CICLO B
TIEMPO ORDINARIO
XXIX DOMINGO
Nuestro Dios no es un
ser impasible, al que no le afecten nuestras necesidades, sufrimientos y
problemas. El Dios de Jesucristo es amor infinito. Padece por efecto de su amor: cuando un pobre
ser humano sufre, nuestro Dios sufre con él, sufre por él, sufre en él. “Dios
no puede padecer, pero puede compadecer” (San Bernardo). Es Padre de misericordia infinita: sus ojos están puestos
en sus hijos, en los que esperan en su misericordia, que llena la tierra (salmo
responsorial) y llega a sus fieles de generación en generación, canta la Virgen
María (Lc 1, 50).

★ ★ ★ ★

• [TAREAS DEL EJERCICIO]:
(a) ¿A quién atribuye el texto del XXIX domingo la frase "Dios no puede padecer, pero puede compadecer"?
(b) Según el texto del XXIX domingo, ¿qué cosas nuestras afectan a Dios? Enumera todas las que menciona.
(c) Escribe una continuación del texto del XXIX domingo que empiece después de su última oración.
El listado es un material aparte, sin relación con el texto del XXIX domingo.

★ ★ ★ ★

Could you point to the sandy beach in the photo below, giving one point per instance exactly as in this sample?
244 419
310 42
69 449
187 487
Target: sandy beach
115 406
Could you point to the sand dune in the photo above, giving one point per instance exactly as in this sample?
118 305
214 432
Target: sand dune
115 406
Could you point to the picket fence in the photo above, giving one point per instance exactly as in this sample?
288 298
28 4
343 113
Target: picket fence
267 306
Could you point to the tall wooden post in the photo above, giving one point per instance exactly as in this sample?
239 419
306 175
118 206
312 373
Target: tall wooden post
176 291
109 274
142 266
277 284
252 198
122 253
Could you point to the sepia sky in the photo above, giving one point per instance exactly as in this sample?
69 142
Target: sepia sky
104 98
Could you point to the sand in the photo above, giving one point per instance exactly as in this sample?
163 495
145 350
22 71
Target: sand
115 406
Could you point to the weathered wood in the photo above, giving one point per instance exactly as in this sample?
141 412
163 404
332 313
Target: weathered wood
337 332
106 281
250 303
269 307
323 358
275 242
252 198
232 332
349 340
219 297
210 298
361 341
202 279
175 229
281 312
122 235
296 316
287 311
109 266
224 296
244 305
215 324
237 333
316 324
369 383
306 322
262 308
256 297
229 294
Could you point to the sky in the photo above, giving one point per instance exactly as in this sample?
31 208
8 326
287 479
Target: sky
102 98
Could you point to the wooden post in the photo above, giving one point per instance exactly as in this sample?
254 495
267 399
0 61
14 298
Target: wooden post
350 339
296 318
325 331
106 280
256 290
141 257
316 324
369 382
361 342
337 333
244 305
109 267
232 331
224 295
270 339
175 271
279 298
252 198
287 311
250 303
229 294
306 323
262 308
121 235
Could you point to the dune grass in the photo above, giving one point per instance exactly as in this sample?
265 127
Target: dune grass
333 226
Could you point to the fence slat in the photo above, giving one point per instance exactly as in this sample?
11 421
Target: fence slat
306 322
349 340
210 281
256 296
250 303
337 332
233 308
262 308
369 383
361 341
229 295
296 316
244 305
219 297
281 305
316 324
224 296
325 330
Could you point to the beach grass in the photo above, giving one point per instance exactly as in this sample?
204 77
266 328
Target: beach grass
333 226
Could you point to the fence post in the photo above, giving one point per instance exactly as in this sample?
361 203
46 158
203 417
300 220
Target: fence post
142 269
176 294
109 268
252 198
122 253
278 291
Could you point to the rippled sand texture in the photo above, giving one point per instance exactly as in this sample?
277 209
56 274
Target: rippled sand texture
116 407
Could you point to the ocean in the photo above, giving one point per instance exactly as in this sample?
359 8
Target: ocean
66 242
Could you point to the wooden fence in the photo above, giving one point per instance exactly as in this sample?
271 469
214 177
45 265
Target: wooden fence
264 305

★ ★ ★ ★

• [RESPUESTAS EN ORDEN]:
(a) A San Bernardo.

(b) Nuestras necesidades, nuestros sufrimientos y nuestros problemas.

(c)
Un amor, el de
nuestro Dios, “que tiene características maternas y, a semejanza de una madre,
sigue a cada uno de sus hijos” (Juan Pablo II). Los salmos repiten que el Señor
es compasivo y misericordioso, bueno y clemente, rico en piedad y leal. La misericordia
infinita de Dios surge de la confluencia de su compasión y de su fidelidad al
hombre, especialmente al más débil y necesitado. Así la seguridad de la fe es
la seguridad en la fidelidad de Dios, pase lo que pase. Creer en el amor fiel
de Dios es creer en su misericordia. “Mantengamos la confesión de la fe”,
porque tenemos un sumo sacerdote, Jesús, Hijo de Dios, capaz de compadecerse de
nuestras debilidades (segunda lectura).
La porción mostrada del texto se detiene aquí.